### The exercise
Rescale the items from the start through the line with "[[369, 78], [397, 199]]", copying out only those lines, requests included. Multiply every point coordinate in the answers by 1.6 and round to whole numbers, halves up, leaving the numbers in the requests and their format samples unchanged.

————————

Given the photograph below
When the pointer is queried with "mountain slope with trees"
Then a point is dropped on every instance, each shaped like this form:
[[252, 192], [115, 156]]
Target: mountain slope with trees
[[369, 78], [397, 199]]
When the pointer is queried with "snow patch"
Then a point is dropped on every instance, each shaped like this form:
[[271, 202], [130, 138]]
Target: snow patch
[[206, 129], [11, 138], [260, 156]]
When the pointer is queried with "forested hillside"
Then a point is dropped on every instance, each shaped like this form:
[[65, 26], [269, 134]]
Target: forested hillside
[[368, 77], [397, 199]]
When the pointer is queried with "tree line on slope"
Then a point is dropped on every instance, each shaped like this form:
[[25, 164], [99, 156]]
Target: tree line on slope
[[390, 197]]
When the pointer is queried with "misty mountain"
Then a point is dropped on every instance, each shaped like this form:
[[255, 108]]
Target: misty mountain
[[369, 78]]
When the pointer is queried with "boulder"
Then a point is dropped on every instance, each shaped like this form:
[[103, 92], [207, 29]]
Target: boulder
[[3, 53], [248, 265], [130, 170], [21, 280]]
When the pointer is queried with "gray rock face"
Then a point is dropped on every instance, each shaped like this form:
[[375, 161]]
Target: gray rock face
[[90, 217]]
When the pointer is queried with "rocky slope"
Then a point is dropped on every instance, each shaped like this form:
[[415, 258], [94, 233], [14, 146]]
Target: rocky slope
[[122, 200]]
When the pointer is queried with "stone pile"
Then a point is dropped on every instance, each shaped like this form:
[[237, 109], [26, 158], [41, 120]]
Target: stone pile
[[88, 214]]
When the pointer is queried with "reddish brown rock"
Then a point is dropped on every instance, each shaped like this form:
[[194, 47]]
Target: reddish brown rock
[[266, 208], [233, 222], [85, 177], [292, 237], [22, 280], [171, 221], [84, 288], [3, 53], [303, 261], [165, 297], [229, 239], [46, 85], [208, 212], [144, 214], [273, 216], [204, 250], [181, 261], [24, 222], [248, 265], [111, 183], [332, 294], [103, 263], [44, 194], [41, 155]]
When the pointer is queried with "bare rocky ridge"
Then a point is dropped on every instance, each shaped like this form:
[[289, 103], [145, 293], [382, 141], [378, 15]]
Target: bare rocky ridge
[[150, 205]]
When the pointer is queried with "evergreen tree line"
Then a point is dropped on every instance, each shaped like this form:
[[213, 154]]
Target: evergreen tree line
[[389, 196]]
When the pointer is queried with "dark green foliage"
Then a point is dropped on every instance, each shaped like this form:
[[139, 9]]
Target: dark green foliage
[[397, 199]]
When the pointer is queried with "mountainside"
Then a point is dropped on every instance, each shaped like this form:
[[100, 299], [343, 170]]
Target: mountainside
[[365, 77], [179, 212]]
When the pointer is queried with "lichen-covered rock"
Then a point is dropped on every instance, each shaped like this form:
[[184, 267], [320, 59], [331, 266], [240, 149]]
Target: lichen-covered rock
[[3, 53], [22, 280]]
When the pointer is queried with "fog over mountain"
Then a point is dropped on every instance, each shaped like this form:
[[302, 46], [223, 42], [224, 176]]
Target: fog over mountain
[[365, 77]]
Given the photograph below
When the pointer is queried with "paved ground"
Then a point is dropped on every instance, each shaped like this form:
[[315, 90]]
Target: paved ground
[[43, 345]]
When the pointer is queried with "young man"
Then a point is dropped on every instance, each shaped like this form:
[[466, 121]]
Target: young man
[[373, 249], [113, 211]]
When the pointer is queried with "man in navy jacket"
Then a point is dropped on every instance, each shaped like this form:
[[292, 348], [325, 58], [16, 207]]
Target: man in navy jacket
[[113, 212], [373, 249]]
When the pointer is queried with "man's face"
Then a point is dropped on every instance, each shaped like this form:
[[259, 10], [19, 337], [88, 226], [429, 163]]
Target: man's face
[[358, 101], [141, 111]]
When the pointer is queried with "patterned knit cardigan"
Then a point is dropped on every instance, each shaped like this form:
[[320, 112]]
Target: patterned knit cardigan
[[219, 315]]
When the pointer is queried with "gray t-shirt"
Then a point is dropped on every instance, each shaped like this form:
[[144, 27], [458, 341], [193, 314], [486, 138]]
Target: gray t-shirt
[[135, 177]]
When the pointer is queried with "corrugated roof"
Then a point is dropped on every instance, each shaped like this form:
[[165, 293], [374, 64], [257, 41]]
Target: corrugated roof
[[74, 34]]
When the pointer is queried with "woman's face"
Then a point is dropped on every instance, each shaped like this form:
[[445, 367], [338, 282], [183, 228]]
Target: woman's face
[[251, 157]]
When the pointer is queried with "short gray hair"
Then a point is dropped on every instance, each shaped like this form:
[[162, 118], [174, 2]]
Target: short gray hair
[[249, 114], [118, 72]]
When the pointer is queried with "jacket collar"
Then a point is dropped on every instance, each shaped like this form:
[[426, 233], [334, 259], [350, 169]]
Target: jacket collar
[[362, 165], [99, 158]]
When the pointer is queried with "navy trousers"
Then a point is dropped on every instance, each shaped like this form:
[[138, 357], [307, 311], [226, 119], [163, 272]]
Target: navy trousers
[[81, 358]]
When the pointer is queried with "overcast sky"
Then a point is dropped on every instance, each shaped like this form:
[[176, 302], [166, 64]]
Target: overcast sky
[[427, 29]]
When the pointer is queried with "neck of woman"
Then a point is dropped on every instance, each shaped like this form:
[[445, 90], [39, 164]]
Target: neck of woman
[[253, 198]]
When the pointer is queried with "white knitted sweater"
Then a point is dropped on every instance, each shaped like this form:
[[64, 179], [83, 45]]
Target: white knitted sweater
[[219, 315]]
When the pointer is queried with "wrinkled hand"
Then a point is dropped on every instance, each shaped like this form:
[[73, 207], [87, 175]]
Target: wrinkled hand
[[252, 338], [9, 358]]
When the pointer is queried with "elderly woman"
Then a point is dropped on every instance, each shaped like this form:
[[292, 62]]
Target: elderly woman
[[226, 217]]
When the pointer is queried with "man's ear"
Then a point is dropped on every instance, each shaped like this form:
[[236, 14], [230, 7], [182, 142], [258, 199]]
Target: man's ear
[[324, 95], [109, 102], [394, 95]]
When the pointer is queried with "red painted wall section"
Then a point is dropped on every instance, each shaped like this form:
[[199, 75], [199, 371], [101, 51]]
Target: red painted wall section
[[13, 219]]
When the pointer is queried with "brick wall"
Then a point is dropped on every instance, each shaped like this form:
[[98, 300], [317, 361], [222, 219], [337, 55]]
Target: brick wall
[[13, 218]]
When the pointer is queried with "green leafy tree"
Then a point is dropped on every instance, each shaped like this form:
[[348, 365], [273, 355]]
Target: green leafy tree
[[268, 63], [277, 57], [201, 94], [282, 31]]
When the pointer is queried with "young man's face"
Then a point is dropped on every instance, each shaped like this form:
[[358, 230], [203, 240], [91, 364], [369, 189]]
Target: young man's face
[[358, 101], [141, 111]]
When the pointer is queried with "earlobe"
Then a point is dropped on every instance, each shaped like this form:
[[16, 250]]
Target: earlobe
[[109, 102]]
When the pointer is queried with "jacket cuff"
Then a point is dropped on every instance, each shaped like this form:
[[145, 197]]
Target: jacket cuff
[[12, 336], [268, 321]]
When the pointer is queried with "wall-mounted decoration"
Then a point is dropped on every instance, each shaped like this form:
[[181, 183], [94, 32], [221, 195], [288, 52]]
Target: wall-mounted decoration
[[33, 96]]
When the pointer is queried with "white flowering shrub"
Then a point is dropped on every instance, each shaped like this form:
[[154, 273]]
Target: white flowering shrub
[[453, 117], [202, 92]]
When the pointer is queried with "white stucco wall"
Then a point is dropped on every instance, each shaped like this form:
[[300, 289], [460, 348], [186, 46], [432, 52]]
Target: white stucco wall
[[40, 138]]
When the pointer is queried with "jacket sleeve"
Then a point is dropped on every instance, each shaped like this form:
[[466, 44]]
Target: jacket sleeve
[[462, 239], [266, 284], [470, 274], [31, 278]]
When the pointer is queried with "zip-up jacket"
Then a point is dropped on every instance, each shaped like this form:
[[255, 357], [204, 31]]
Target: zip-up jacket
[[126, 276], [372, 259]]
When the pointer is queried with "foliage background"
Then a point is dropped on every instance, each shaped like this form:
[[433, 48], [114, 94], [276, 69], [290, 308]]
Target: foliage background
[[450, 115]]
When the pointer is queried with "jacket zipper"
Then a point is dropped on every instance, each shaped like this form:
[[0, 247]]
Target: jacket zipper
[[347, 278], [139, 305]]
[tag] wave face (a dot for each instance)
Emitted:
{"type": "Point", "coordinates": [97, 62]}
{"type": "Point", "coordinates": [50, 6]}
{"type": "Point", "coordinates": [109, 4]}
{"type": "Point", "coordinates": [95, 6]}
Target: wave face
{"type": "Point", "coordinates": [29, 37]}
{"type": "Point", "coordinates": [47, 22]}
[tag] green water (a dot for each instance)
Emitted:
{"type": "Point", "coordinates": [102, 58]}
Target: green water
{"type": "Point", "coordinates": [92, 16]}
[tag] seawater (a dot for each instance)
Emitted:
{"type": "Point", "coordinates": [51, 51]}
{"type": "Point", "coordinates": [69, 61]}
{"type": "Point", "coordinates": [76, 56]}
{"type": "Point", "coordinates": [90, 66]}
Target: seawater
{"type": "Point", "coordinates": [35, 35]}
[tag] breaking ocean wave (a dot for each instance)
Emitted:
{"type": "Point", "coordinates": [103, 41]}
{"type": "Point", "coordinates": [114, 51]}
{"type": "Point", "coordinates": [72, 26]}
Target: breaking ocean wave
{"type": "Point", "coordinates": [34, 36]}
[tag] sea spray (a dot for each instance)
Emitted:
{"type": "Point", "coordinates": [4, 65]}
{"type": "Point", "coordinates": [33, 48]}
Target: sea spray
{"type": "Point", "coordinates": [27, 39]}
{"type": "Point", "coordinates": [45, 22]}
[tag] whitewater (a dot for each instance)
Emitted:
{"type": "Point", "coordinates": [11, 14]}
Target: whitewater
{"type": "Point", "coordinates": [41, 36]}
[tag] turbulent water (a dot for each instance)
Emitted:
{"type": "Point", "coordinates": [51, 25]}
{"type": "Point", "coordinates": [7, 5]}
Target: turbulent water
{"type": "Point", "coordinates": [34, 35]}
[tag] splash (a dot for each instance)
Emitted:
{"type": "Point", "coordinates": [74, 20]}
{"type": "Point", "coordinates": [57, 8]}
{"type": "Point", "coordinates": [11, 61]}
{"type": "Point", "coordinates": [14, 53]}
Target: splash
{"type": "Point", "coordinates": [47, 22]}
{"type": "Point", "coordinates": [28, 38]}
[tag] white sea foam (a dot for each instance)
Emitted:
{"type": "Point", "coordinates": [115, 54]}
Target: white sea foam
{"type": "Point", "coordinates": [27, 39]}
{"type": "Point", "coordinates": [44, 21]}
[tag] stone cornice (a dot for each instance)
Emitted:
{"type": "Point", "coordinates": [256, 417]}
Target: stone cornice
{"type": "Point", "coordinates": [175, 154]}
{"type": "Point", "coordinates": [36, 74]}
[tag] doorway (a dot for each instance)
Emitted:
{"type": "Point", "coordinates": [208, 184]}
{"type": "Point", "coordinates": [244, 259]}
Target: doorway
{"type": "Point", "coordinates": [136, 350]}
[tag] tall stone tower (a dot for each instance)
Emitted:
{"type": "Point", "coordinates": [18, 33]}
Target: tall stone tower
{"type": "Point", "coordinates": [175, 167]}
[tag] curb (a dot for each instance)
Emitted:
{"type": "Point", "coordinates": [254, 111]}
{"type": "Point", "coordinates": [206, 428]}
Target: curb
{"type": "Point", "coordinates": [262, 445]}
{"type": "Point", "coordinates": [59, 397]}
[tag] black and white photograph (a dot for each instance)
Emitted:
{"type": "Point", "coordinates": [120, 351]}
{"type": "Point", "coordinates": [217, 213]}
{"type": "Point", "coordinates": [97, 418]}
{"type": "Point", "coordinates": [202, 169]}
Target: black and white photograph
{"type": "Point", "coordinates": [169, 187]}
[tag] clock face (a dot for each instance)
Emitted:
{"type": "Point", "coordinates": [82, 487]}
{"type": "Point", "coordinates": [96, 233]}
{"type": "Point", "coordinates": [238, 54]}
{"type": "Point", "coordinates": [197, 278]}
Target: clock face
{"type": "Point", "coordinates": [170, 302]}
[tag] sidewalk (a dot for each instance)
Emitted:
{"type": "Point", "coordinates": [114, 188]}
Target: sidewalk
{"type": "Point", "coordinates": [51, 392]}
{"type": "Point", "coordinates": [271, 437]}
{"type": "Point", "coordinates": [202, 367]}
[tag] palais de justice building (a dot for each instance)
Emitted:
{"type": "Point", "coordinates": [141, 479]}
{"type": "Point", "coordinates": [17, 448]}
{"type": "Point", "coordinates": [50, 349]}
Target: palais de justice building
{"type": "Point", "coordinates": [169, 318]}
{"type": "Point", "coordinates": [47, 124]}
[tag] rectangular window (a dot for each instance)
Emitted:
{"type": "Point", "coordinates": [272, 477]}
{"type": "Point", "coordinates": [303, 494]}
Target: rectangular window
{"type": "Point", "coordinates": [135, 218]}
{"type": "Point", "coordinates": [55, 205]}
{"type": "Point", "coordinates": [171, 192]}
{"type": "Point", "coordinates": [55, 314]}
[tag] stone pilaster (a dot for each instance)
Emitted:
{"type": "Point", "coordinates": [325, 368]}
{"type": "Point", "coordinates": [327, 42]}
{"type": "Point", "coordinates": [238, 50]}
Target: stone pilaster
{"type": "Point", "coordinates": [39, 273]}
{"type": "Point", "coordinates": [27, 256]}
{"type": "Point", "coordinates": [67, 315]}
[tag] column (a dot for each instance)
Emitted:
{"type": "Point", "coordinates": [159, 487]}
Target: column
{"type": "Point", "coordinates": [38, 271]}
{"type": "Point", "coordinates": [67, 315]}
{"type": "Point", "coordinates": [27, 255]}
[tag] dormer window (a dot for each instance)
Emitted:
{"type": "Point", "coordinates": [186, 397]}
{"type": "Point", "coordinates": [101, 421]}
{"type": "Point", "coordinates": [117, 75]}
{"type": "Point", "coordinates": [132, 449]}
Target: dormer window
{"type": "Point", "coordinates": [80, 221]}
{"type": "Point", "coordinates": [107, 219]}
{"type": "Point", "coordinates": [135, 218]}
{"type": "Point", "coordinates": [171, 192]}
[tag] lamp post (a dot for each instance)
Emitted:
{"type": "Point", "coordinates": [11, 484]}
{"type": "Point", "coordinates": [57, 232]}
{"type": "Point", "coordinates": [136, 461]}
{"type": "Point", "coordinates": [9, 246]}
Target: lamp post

————————

### The response
Given the photograph below
When the pointer is queried with "mountain slope with trees"
Then a point is dropped on every instance, each shaped like this form:
[[252, 192], [115, 156]]
Target: mountain slope with trees
[[590, 125], [635, 318]]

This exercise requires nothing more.